### Passage provided
☆ ☆ ☆ ☆ ☆

Case ID: ny3d_24/html/0985-01.html
Source: Caselaw Access Project
Author: {"author": "", "license": "Public Domain", "url": "https://static.case.law/"}
Date Created: 2024-08-24T03:29:51.129683

[21 NE3d 207, 996 NYS2d 578]
    The People of the State of New York, Respondent, v Thomas Horton, Appellant.
    Argued September 16, 2014;
    decided October 21, 2014
    APPEARANCES OF COUNSEL
    
      Tyson Blue, Macedón, for appellant.
    
      Richard M. Healy, District Attorney, Lyons (Christopher Bokelman of counsel), for respondent.
   OPINION OF THE COURT

Memorandum.

The order of the County Court should be affirmed.

In June of 2010, investigators in the Wayne County Sheriffs Office planned a controlled, recorded drug purchase. The investigators recruited a young woman (hereafter, the confidential informant) to make the actual buy. She was wired with a microphone, and a camera was concealed in the back seat of her car. On June 10th, she arranged a meeting, apparently with defendant Thomas Horton, and drove to a parking lot to rendezvous with him. When defendant arrived, he was accompanied by another man, Clarence Jackson, who sold the confidential informant a quantity of cocaine, a transaction captured by the hidden camera and recorded by the wire.

On or about April 21, 2011, Jackson was arrested and charged with sale of a controlled substance. That same day, he went to defendant’s house with a copy of the videotape; Jackson explained that he had just been arrested for the sale and that he planned to take a plea. Later that day, the confidential informant contacted one of the investigators who had worked with her on the buy to report that defendant had begun “outing” her on Facebook. In addition to identifying her as an informant, defendant uploaded a clip of the surveillance video to the website YouTube, and provided a link to it on his Face-book page. The video spawned a flurry of discussion and recriminations from defendant and his Facebook friends. Many statements were made by defendant and others denouncing snitches in general and the confidential informant specifically, including warnings that “Snitches get stitches” and “I hope she gets what’s coming to her.”

On April 25, 2011, defendant was arrested for fourth-degree witness tampering, which provides, as relevant, that

“[a] person is guilty of tampering with a witness when, knowing that a person is or is about to be called as a witness in an action or proceeding, (a) he wrongfully induces or attempts to induce such person to absent himself from, or otherwise to avoid or seek to avoid appearing or testifying at, such action or proceeding” (Penal Law § 215.10).

☆ ☆ ☆ ☆ ☆

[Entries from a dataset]

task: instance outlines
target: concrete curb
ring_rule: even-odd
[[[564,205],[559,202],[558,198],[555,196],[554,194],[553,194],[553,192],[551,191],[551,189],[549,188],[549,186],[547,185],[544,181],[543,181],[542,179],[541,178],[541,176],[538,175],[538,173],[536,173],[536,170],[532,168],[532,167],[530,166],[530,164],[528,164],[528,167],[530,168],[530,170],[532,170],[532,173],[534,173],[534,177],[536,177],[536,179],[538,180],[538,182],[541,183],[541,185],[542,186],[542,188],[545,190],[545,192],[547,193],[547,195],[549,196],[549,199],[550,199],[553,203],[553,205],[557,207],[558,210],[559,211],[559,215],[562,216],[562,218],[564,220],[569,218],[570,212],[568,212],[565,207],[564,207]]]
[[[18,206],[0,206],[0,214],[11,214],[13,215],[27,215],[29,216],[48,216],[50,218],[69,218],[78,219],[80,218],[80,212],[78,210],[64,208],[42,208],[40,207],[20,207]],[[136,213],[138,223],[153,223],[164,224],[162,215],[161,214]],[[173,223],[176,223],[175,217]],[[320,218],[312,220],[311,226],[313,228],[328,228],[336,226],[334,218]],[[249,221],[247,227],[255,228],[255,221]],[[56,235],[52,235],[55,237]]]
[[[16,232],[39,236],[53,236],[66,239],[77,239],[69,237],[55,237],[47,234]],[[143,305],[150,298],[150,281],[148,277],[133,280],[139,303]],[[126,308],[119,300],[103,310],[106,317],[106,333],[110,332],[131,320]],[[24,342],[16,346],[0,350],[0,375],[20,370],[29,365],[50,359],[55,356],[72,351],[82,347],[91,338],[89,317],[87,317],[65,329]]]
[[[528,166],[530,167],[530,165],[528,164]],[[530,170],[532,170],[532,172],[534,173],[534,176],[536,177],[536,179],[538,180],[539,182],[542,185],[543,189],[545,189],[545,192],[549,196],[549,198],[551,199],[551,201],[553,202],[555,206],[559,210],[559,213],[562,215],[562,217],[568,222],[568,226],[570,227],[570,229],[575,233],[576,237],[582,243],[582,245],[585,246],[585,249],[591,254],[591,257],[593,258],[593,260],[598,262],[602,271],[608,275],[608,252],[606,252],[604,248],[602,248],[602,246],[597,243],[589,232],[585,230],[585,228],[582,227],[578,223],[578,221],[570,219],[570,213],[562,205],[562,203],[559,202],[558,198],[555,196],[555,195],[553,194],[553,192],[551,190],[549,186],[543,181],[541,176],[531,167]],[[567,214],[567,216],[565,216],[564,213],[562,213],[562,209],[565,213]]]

☆ ☆ ☆ ☆ ☆

### Aim of the exercise
Resume the court opinion on the Horton witness-tampering case, starting right after the quoted Penal Law provision.

### Result for this task
On June 27, 2011, defendant was tried by jury in Town Court and convicted as charged; he was sentenced to one year in Wayne County jail. Defendant appealed to County Court, arguing that there was insufficient evidence that he attempted to prevent the confidential informant from testifying, or that he had any knowledge that she would testify in any proceeding.

County Court affirmed. The judge noted that defendant’s best friend, Jackson, was charged with a drug sale, and knew that the confidential informant had worked with police to secure the charge; that defendant made Facebook posts identifying the confidential informant; and that the confidential informant was able to see these posts and the comments from other Facebook users that the posts generated. A Judge of this Court granted defendant leave to appeal (21 NY3d 1074 [2013]), and we now affirm.

The evidence, seen in the light most favorable to the People, is sufficient to establish that defendant knew that the confidential informant might testify in a proceeding, and that he wrongfully sought to stop her from doing so. After learning about Jackson’s arrest and the confidential informant’s role as a witness against Jackson and, potentially, himself, defendant immediately posted communications on the Internet that the jury might have reasonably inferred were coded threats that were intended to induce the confidential informant not to testify. And in addition to the public postings on Facebook and YouTube, defendant was in contact via Facebook messages (which essentially act as email on the website) with the confidential informant and her mother.

Chief Judge Lippman and Judges Graffeo, Read, Smith, Pigott, Rivera and Abdus-Salaam concur.

Order affirmed, in a memorandum.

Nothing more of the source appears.